=== Task objective ===
Copy each of the lines below word for word, with nothing changed.

=== Data provided ===
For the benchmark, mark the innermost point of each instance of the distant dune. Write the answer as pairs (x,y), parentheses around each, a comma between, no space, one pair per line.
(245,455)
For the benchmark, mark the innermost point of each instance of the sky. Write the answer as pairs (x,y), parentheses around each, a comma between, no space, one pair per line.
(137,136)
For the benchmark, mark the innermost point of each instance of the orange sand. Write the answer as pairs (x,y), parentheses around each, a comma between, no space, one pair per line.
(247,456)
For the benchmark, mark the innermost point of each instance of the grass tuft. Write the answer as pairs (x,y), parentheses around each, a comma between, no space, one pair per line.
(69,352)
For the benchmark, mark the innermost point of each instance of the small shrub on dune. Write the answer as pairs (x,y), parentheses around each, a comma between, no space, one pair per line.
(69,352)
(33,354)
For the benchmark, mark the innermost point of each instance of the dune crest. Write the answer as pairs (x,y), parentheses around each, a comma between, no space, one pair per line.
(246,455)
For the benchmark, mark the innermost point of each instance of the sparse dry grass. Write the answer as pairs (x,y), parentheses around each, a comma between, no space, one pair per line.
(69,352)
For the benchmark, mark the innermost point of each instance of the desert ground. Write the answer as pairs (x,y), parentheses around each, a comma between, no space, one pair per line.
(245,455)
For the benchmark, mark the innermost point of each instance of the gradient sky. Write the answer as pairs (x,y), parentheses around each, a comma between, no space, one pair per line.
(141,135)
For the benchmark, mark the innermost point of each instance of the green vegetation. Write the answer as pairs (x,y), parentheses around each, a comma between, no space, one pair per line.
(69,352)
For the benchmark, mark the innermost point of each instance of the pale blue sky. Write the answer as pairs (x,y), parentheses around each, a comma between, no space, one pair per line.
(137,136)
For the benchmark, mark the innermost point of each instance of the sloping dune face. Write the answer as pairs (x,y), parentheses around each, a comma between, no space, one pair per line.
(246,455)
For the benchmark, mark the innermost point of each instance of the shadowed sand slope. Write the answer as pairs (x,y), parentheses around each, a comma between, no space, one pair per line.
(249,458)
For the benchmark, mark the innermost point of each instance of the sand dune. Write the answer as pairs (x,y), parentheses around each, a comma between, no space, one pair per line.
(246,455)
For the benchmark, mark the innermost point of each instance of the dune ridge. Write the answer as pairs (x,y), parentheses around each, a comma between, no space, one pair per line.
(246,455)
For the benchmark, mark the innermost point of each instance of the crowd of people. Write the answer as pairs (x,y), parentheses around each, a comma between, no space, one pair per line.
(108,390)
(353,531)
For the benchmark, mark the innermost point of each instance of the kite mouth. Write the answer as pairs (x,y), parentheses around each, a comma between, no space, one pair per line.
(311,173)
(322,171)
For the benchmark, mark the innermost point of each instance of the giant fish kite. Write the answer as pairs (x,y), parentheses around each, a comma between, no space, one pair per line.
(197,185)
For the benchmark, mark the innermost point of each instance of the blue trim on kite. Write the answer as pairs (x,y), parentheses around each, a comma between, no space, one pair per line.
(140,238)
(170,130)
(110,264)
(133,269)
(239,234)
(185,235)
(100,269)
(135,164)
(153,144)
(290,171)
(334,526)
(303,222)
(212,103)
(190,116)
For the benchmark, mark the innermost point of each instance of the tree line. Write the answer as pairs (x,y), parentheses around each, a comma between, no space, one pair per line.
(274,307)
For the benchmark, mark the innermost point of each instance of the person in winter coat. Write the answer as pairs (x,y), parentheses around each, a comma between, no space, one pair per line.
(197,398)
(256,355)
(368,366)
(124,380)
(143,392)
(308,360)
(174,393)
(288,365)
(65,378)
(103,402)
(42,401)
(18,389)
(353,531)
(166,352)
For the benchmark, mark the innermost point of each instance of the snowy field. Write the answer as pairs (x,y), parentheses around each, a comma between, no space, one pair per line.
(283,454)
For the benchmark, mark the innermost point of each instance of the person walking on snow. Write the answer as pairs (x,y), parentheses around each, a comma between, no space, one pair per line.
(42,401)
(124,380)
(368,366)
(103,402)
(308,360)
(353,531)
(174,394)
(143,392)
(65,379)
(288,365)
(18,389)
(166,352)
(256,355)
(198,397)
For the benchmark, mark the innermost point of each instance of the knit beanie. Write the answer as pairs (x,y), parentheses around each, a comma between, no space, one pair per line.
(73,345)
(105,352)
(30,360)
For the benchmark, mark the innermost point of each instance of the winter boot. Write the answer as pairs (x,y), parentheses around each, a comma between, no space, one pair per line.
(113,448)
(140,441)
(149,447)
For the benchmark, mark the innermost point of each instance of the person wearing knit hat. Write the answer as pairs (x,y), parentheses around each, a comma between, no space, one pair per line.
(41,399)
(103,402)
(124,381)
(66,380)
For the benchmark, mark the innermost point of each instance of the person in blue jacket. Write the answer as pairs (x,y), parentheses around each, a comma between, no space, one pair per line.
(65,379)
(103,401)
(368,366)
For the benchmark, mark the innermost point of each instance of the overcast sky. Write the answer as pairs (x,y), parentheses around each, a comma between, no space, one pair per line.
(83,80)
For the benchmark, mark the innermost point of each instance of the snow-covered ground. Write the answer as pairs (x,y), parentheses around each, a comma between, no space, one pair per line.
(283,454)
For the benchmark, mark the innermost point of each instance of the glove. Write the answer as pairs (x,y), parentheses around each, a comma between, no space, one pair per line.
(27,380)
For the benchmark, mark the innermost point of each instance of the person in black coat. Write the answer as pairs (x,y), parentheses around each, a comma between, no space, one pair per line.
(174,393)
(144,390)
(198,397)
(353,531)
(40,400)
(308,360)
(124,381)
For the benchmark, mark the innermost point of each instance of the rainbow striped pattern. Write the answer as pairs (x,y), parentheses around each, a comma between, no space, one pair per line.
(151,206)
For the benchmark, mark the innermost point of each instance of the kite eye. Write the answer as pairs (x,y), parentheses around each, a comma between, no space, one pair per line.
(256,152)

=== Result ===
For the benchmark, mark the innermost point of each instance of the distant dune. Write the answer as pairs (x,y), parentheses around each, a comma between, no space, one pair per line.
(245,455)
For the benchmark, mark the innermost point of each instance of the sky. Write the answer as pairs (x,y), parentheses around each, a comma between, no space, one pair per line.
(137,136)
For the benchmark, mark the innermost point of each instance of the orange sand. Write the answer as pairs (x,y), parentheses around each, a comma between, no space, one pair per line.
(247,456)
For the benchmark, mark the innermost point of each instance of the grass tuft. Write the answer as pairs (x,y), parentheses around each, a comma between, no space, one pair per line.
(69,352)
For the benchmark, mark the innermost point of each instance of the small shrub on dune. Write the answer as pairs (x,y), parentheses around each, a comma between, no space, one pair per line.
(69,352)
(33,354)
For the benchmark, mark the innermost point of each instance of the dune crest. Write the answer as pairs (x,y), parentheses around each, a comma between, no space, one pair per line.
(246,455)
For the benchmark, mark the innermost point of each instance of the sparse dry grass. Write the answer as pairs (x,y), parentheses around each, a comma between, no space, one pair per line.
(69,352)
For the benchmark, mark the innermost point of each instance of the desert ground. Write the answer as pairs (x,y), parentheses around each, a comma between, no space, one pair per line.
(245,455)
For the benchmark, mark the innermost point of each instance of the gradient sky. Write the answer as pairs (x,y), parentheses around each, a comma between, no space, one pair per line.
(141,135)
For the benchmark, mark the innermost point of each instance of the green vegetation. Write the answer as pairs (x,y), parentheses around each, a comma between, no space, one pair per line.
(69,352)
For the benchmark, mark the innermost point of each instance of the pale blue sky. Write the answer as pairs (x,y), parentheses around each, a comma between, no space, one pair per line.
(137,136)
For the benchmark, mark the innermost point of each instance of the sloping dune face. Write the answer as pairs (x,y), parentheses around each, a comma between, no space, one pair per line.
(246,455)
For the benchmark, mark the innermost point of each instance of the shadowed sand slope. Write the answer as pairs (x,y), parentheses around each, a comma between, no space, one pair per line.
(249,458)
For the benchmark, mark the innermost point of each instance of the sand dune. Write the answer as pairs (x,y), parentheses around each, a comma between, no space, one pair per line.
(246,455)
For the benchmark, mark the innermost point of each instance of the dune ridge. Write the answer as pairs (x,y), parentheses around each, a comma between, no space, one pair per line.
(246,455)
For the benchmark, mark the innermost point of each instance of the crowd of people. Write the answer as pairs (x,y), parentheses around each, a comma between, no space, one pair per line.
(108,390)
(353,531)
For the benchmark, mark the innermost point of each instance of the kite mouth. Write the answer as pairs (x,y), parentheses around each, a comma between, no space, one pair per line.
(311,173)
(322,171)
For the benchmark, mark the innermost point of each instance of the giant fish kite. Write the answer as pairs (x,y), parentheses around each, a comma between, no space, one pair per line.
(197,185)
For the benchmark, mark the innermost point of each instance of the blue trim on kite. Write the answer as pairs (x,y), parentheses around each, a comma between, no space, one pair per line.
(140,238)
(170,130)
(110,264)
(133,269)
(239,234)
(185,235)
(100,269)
(135,164)
(153,144)
(290,171)
(334,526)
(303,222)
(212,103)
(190,116)
For the benchmark, mark the innermost point of each instance of the tree line. Write the answer as pairs (x,y), parentheses around each, a comma between, no space, one pair per line.
(274,307)
For the benchmark, mark the innermost point of each instance of the person in winter coat. Write the answer as pairs (x,y), parentheses around each, a comma between, no space, one pair per line.
(197,398)
(256,355)
(368,366)
(124,380)
(143,392)
(308,360)
(174,393)
(288,365)
(65,378)
(103,402)
(42,401)
(18,389)
(353,531)
(166,352)
For the benchmark, mark the innermost point of each instance of the snowy field. Write the answer as pairs (x,y), parentheses around each, a comma between, no space, one pair per line.
(283,454)
For the benchmark, mark the innermost point of each instance of the person walking on snow. Write the answer as pairs (x,y), parentheses around each, a comma between, no space, one pair per line.
(42,401)
(124,380)
(368,366)
(103,402)
(308,360)
(353,531)
(174,394)
(143,392)
(65,379)
(288,365)
(18,389)
(166,352)
(256,355)
(198,397)
For the benchmark, mark the innermost point of each instance of the knit beanie. Write the answer as pairs (x,y), parentheses around each, a comma between, no space, one pair per line.
(73,345)
(105,352)
(30,360)
For the benchmark, mark the innermost point of each instance of the winter boot. Write the answer as pairs (x,y), parentheses around each, a comma between, no space, one pair per line.
(113,448)
(140,441)
(149,447)
For the benchmark, mark the innermost point of each instance of the person wearing knit hat. Write the answer as pairs (x,y), parentheses around each, a comma between, no space, one pair per line.
(41,399)
(103,402)
(124,381)
(66,380)
For the benchmark, mark the innermost point of each instance of the person in blue jacket. Write the answer as pairs (x,y), parentheses around each, a comma between, no space, one pair per line.
(65,379)
(103,401)
(368,366)
For the benchmark, mark the innermost point of each instance of the overcast sky. Write the answer as pairs (x,y), parentheses around each, a comma between, no space, one pair per line.
(83,80)
For the benchmark, mark the innermost point of each instance of the snow-covered ground. Write the answer as pairs (x,y), parentheses around each, a comma between, no space, one pair per line.
(283,454)
For the benchmark, mark the innermost point of each instance of the glove. Write the answer as pairs (x,y), parentheses around each, a comma between, no space, one pair per line.
(27,380)
For the benchmark, mark the innermost point of each instance of the person in black coat. Write the answer as pairs (x,y), parentheses around each, a comma between, no space, one pair per line.
(174,393)
(144,390)
(198,397)
(353,531)
(40,400)
(308,360)
(124,381)
For the benchmark, mark the innermost point of each instance of the rainbow striped pattern. Write the answer as pairs (x,y), parentheses around each, a comma between, no space, one pair per line.
(151,206)
For the benchmark, mark the innermost point of each instance of the kite eye. Write the answer as pairs (x,y), parentheses around each, a comma between, no space, one pair per line.
(256,152)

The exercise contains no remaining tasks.